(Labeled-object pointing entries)
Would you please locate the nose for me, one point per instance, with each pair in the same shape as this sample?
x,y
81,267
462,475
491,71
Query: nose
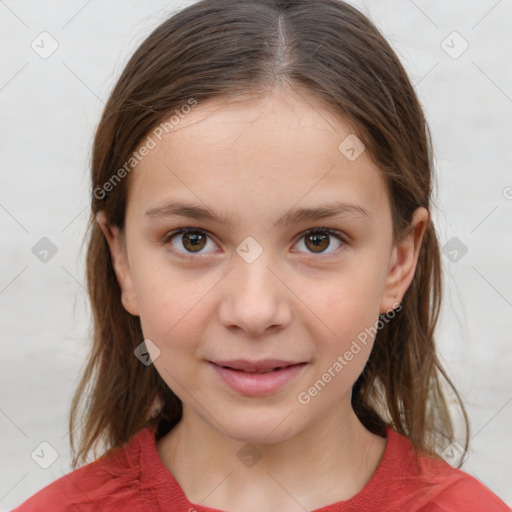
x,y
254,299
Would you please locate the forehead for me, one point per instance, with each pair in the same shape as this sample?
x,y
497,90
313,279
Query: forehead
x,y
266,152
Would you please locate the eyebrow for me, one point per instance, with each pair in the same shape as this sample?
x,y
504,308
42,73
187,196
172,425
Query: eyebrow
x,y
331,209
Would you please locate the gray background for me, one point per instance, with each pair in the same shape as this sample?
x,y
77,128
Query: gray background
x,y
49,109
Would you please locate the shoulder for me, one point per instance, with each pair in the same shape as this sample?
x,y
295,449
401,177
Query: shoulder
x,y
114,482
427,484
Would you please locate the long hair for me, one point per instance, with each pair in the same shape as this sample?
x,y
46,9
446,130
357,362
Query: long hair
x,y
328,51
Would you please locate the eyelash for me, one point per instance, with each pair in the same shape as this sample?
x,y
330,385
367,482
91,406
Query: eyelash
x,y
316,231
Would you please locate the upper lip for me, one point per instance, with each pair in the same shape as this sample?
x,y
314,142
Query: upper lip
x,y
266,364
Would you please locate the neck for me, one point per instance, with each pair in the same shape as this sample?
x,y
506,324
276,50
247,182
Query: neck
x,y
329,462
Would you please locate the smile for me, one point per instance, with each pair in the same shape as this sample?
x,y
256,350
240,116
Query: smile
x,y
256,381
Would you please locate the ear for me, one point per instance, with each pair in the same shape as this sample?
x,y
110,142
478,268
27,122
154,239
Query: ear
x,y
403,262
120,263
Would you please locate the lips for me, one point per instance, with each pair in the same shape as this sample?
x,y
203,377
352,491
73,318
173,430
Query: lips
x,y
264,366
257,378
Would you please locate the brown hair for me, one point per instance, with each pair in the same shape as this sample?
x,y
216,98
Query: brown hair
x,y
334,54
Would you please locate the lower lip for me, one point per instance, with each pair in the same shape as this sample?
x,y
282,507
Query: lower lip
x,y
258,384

...

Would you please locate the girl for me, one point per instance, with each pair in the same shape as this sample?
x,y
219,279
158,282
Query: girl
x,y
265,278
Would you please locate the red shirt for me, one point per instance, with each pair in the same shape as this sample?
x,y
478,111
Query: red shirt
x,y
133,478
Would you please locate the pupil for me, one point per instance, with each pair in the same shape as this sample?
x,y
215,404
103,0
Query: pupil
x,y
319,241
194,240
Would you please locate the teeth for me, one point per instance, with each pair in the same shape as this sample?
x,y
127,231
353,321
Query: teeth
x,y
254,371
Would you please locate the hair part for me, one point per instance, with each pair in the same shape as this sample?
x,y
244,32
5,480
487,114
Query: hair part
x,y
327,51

> _What you need to do_:
List each line of the items that contains the string "hair". Case counts.

> _Result below_:
Would you please locate the long hair for me, one point per instance, with each pair in the same shape as this sample?
Query: long hair
Would you please locate the brown hair for me, one point per instance, with each pair in the same shape as this sample?
Query: brown hair
Would you please locate the hair part for me, one point per instance, with each pair in the same shape as this sample?
Query: hair part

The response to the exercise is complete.